▶ **WRITTEN TASK**: Identify each line below that contains the word "drainpipe" and copy every such line in full.

>> begin

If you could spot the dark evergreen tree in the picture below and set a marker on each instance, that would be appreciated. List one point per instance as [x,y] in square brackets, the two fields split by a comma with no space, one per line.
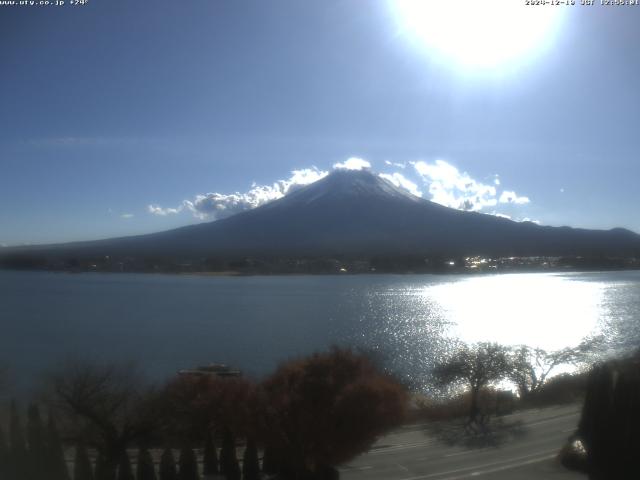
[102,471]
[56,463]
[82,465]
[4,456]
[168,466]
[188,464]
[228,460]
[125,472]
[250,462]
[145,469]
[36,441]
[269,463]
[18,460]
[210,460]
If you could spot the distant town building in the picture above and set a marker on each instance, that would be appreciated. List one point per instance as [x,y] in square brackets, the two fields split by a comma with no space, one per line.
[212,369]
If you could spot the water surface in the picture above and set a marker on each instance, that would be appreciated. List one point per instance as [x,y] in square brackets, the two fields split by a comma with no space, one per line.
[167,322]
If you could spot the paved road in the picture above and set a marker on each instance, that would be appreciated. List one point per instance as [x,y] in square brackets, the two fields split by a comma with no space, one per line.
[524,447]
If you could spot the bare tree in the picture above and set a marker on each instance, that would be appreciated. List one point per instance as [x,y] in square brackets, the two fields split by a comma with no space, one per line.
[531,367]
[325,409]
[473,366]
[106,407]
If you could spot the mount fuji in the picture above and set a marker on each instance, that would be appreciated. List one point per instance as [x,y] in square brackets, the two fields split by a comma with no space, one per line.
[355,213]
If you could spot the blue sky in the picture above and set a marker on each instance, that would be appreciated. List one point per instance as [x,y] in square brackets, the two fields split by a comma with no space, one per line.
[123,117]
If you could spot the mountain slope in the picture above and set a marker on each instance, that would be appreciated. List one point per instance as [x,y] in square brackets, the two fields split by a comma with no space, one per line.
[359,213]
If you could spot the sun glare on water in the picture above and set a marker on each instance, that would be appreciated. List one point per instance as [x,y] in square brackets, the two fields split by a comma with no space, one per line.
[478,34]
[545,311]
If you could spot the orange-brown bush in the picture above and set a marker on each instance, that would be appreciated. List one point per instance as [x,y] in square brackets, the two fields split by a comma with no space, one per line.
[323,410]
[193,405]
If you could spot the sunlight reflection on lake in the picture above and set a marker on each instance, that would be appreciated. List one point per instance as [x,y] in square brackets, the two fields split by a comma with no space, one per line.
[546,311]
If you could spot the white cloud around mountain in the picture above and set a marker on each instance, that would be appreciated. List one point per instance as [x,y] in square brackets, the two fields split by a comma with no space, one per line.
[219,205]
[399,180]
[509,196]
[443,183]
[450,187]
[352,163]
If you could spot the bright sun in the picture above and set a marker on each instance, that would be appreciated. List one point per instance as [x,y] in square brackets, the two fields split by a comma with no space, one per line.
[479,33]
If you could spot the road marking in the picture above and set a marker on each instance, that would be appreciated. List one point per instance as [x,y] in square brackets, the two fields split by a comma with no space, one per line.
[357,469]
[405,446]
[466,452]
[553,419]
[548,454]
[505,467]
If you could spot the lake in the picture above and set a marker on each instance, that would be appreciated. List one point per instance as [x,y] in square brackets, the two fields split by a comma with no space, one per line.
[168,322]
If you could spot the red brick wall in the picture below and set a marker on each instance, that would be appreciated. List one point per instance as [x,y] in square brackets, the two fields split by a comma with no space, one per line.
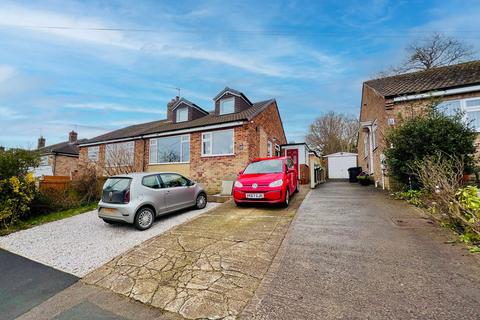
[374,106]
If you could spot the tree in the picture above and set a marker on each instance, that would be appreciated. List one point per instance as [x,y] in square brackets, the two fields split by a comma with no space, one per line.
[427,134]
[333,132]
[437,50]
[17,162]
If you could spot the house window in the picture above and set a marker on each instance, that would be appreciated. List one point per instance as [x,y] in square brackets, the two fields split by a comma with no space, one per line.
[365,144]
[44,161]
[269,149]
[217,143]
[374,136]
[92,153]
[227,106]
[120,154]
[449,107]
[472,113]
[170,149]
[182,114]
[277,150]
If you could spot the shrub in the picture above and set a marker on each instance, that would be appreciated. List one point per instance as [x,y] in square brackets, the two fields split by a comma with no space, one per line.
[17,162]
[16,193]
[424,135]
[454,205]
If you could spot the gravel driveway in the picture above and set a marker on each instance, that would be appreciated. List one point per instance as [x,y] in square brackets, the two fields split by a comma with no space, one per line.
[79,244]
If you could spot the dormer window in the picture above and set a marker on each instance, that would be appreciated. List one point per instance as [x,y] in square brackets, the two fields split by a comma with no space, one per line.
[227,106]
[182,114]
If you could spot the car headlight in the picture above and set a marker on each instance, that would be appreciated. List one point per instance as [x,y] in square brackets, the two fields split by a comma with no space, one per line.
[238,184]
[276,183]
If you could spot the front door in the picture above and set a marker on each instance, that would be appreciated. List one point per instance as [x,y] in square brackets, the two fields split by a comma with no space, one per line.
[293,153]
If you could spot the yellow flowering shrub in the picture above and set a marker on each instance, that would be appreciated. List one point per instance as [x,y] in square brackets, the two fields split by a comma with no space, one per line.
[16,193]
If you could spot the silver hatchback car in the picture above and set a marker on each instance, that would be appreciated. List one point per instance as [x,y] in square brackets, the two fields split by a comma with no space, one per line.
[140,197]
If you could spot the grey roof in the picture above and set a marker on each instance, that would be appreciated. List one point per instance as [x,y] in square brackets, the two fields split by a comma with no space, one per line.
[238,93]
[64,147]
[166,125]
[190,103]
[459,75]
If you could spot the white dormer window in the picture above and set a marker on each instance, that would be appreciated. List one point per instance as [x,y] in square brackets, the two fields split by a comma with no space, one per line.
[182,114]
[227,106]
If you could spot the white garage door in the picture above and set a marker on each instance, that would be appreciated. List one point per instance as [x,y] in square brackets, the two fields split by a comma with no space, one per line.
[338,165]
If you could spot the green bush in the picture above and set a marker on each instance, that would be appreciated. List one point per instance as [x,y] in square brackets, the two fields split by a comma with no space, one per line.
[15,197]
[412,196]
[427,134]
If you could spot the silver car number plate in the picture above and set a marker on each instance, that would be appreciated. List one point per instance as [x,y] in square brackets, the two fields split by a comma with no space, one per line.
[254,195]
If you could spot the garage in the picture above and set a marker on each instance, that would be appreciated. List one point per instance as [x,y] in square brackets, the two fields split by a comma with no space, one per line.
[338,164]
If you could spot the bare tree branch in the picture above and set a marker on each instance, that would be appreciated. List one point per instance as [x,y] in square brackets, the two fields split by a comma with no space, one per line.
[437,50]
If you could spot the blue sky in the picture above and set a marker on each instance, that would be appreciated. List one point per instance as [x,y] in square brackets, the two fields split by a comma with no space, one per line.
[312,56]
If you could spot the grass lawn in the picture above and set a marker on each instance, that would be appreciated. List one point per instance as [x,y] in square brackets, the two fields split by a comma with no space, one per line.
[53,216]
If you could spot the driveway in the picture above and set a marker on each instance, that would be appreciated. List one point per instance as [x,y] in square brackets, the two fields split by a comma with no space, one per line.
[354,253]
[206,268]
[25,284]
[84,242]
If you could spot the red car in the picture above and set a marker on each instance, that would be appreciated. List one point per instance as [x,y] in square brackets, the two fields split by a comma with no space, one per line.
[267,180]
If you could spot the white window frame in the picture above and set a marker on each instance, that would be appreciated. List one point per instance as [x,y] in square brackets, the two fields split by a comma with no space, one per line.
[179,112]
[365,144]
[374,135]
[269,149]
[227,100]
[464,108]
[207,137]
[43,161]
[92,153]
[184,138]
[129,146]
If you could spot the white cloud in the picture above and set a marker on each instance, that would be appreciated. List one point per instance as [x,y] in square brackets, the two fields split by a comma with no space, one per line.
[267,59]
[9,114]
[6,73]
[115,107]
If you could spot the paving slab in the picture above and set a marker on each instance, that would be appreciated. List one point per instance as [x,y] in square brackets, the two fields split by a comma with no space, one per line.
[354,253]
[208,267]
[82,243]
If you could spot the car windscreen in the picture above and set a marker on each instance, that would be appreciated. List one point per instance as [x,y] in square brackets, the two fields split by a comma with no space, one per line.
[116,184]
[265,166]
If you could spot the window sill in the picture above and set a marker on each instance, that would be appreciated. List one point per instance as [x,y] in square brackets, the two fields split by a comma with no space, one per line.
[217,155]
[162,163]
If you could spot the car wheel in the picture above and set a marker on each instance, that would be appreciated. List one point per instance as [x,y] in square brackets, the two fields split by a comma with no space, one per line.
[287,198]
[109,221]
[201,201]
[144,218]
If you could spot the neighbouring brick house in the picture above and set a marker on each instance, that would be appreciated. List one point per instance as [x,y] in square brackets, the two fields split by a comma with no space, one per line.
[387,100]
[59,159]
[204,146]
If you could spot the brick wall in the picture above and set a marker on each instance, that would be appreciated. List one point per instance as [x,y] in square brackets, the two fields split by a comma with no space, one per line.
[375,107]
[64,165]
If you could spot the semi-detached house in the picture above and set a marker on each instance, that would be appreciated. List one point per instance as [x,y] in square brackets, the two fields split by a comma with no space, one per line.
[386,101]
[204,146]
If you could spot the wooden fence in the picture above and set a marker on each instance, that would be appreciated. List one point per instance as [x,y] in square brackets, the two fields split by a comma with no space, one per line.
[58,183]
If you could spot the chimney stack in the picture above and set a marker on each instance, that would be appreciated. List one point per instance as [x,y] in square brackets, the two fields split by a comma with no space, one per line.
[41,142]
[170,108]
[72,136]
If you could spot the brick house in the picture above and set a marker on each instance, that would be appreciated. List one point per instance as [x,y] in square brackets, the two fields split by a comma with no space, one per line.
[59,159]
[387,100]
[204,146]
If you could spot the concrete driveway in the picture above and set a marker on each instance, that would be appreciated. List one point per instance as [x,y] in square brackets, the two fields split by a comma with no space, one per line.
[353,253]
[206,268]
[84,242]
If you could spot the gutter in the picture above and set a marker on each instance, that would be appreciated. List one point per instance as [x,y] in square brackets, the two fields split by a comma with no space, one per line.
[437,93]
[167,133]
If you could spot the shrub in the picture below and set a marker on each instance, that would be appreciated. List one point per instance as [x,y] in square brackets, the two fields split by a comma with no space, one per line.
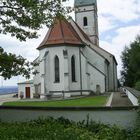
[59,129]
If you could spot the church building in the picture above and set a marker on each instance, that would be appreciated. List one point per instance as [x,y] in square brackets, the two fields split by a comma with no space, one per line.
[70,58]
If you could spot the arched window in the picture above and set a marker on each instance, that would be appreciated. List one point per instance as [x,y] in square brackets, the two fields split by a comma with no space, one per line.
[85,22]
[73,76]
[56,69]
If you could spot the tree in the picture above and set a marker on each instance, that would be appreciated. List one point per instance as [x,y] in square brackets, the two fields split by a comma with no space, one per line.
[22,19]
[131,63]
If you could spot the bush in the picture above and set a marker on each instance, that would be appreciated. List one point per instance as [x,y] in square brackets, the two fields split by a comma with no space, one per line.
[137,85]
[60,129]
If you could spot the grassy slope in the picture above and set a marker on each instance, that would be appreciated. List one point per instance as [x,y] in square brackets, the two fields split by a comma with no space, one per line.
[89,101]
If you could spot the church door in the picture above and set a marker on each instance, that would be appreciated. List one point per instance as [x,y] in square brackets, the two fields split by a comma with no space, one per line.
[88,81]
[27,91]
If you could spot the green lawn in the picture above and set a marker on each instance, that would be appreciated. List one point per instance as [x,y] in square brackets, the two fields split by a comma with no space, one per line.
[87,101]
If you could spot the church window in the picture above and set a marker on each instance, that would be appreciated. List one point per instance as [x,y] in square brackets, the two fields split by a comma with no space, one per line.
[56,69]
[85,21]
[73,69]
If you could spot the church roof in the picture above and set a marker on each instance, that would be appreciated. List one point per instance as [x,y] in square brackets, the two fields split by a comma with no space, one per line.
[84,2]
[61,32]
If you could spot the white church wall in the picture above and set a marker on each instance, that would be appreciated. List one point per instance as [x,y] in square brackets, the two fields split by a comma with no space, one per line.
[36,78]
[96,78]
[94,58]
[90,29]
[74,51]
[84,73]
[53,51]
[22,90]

>> end
>> begin

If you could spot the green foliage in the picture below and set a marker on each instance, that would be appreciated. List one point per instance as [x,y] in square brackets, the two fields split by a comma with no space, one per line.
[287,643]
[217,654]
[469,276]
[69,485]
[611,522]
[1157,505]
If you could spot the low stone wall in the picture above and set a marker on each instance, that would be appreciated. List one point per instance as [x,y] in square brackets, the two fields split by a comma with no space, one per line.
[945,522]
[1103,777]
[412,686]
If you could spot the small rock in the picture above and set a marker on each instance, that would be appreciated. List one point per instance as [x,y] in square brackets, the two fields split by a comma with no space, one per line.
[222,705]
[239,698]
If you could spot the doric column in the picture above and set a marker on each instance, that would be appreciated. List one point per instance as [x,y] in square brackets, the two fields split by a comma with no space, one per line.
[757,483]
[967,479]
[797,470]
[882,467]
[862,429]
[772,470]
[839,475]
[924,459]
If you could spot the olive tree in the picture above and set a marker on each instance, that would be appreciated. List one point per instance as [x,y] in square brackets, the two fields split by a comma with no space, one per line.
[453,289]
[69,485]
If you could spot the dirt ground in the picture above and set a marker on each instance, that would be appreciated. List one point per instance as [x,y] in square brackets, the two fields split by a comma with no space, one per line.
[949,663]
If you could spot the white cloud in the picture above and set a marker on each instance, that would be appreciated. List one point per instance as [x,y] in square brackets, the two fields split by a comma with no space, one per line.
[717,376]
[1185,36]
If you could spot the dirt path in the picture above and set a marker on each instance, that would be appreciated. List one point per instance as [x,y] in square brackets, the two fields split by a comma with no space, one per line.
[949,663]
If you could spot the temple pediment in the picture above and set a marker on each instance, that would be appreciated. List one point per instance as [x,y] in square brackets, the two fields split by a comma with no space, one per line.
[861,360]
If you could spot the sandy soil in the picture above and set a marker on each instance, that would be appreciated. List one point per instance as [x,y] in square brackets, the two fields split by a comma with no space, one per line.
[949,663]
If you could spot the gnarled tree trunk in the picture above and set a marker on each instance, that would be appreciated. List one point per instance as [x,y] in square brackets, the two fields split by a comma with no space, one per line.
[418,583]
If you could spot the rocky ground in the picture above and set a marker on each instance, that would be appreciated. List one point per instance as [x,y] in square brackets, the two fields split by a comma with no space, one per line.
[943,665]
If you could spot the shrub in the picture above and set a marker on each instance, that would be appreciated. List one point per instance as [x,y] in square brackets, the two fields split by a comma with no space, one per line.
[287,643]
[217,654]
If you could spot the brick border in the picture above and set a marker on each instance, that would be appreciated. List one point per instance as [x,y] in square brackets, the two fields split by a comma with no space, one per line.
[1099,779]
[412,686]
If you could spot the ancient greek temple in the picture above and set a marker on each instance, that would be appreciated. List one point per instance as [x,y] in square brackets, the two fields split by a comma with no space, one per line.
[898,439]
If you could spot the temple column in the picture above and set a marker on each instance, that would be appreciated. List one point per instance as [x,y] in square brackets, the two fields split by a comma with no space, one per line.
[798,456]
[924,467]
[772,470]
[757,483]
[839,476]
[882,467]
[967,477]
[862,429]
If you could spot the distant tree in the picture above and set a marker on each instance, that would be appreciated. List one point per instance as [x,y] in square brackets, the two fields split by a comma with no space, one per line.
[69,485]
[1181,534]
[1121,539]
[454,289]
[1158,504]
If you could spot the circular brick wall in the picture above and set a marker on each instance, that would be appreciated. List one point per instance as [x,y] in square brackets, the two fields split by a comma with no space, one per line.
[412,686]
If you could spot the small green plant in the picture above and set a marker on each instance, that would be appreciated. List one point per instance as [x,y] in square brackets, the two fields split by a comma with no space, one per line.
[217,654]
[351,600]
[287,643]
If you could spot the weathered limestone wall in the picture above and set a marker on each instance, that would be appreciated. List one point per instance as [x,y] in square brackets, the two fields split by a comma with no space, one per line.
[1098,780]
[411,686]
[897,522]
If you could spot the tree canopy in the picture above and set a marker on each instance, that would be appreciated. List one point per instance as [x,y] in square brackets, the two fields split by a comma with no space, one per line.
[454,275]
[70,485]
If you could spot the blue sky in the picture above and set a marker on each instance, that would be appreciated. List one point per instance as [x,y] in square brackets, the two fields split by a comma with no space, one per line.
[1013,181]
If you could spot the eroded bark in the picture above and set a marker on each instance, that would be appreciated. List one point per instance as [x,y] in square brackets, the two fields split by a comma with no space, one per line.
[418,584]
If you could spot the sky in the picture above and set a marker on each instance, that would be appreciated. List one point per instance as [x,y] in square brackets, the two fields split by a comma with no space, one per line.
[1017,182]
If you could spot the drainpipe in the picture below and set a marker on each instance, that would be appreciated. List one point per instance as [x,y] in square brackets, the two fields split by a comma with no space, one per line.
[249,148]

>> end
>> begin

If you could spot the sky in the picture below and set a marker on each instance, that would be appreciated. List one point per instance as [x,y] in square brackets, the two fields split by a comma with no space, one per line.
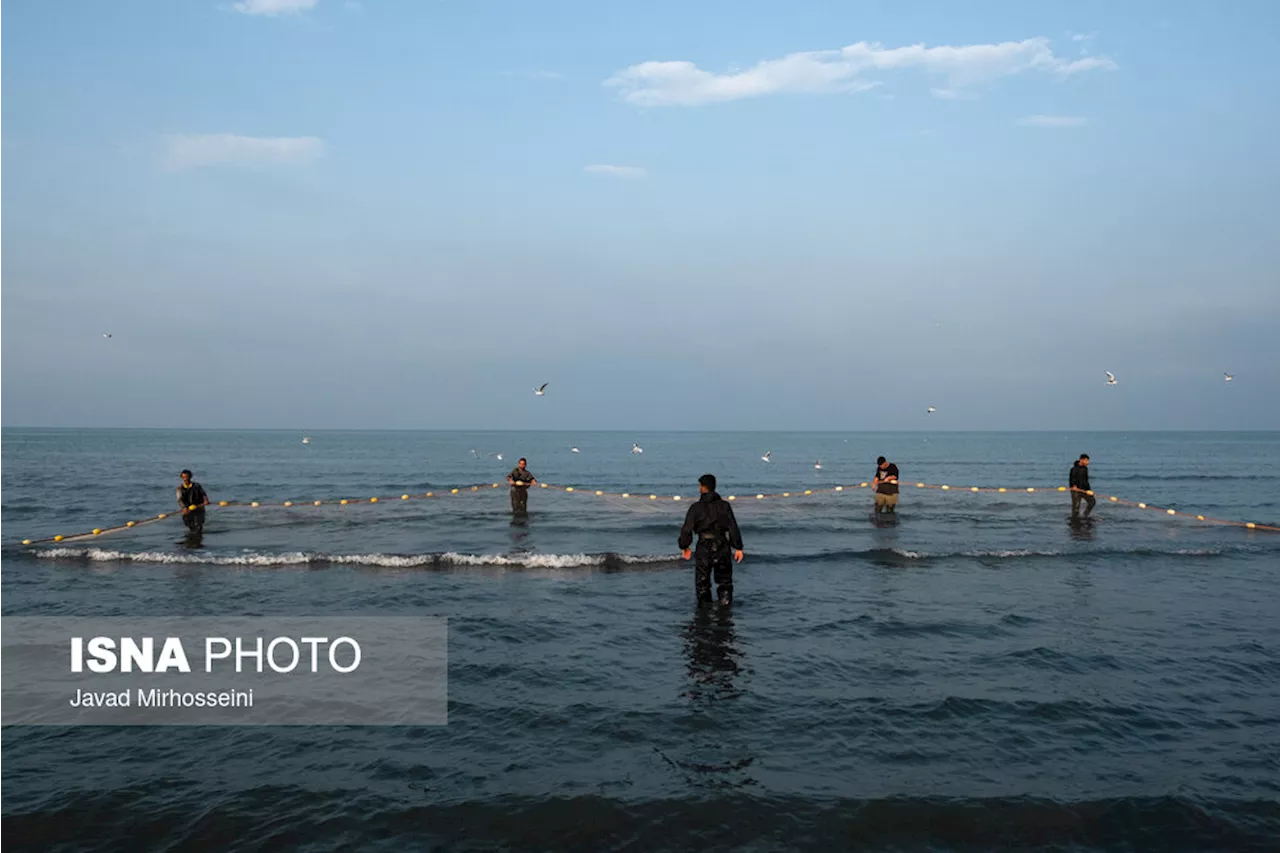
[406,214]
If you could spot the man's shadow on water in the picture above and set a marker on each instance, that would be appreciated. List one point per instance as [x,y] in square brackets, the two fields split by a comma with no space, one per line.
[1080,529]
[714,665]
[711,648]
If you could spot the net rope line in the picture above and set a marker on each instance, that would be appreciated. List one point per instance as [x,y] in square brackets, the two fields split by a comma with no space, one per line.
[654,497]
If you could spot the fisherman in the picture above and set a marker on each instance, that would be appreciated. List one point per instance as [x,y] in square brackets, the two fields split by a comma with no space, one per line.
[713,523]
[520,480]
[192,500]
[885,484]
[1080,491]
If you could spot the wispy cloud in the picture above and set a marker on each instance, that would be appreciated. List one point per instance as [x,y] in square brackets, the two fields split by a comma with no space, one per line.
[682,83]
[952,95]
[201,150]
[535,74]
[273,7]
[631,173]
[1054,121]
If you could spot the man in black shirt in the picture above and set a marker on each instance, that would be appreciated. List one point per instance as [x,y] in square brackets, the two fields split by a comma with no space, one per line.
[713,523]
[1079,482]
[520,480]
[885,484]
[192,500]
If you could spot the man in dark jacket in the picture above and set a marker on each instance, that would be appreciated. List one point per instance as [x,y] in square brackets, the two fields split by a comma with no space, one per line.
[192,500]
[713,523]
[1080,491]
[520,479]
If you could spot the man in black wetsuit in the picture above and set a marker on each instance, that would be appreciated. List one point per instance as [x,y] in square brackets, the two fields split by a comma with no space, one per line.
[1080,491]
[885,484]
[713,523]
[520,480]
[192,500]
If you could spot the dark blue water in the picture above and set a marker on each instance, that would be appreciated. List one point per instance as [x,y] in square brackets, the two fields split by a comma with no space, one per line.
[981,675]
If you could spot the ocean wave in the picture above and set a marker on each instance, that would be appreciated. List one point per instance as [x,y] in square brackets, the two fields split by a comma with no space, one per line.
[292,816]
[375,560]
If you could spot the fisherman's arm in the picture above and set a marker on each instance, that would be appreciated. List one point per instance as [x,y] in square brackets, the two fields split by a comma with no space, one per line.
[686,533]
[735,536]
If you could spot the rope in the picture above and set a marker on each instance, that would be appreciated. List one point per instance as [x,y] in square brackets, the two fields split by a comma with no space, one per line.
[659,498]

>> end

▶ **SOLVED PROBLEM**:
If you could spot the drainpipe in the picture below and set a marker on each instance, that would be appreciated. List one point per instance as [x,y] in square brackets, the two fields split by a comma with no space, one per line.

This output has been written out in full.